## Input
■ ■ ■ ■ ■ ■ ■

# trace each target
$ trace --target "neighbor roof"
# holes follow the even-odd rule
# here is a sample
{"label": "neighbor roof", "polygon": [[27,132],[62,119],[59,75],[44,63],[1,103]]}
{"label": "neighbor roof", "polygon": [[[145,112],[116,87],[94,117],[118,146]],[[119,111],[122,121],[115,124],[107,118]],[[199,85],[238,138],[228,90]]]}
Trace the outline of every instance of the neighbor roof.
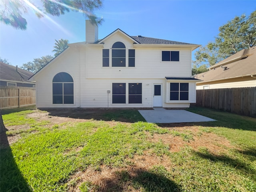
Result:
{"label": "neighbor roof", "polygon": [[23,69],[0,62],[0,79],[1,80],[30,82],[28,78],[33,73]]}
{"label": "neighbor roof", "polygon": [[[226,67],[226,69],[223,70]],[[256,75],[256,48],[242,50],[209,69],[194,77],[203,80],[202,83]]]}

■ ■ ■ ■ ■ ■ ■

## Aim of the task
Please lay out the material above as a JSON list of strings, one string per line with blank lines omitted, and leave the pictures out.

## Written solution
[
  "# trace each target",
  "$ trace --target \"neighbor roof\"",
  "# holes follow the even-odd rule",
  "# here is a sample",
  "{\"label\": \"neighbor roof\", \"polygon\": [[27,132],[62,119],[59,75],[44,63],[1,103]]}",
  "{\"label\": \"neighbor roof\", \"polygon\": [[[145,112],[116,87],[94,117],[118,146]],[[119,111],[122,121],[115,124],[107,118]],[[199,85],[238,138],[228,90]]]}",
  "Trace the outline of every instance of the neighbor roof.",
  "Result:",
  "{\"label\": \"neighbor roof\", \"polygon\": [[23,69],[0,62],[0,79],[1,80],[30,82],[28,78],[33,73]]}",
  "{\"label\": \"neighbor roof\", \"polygon\": [[[226,67],[226,69],[223,70]],[[256,75],[256,48],[242,50],[209,69],[194,77],[203,80],[202,83]]]}"
]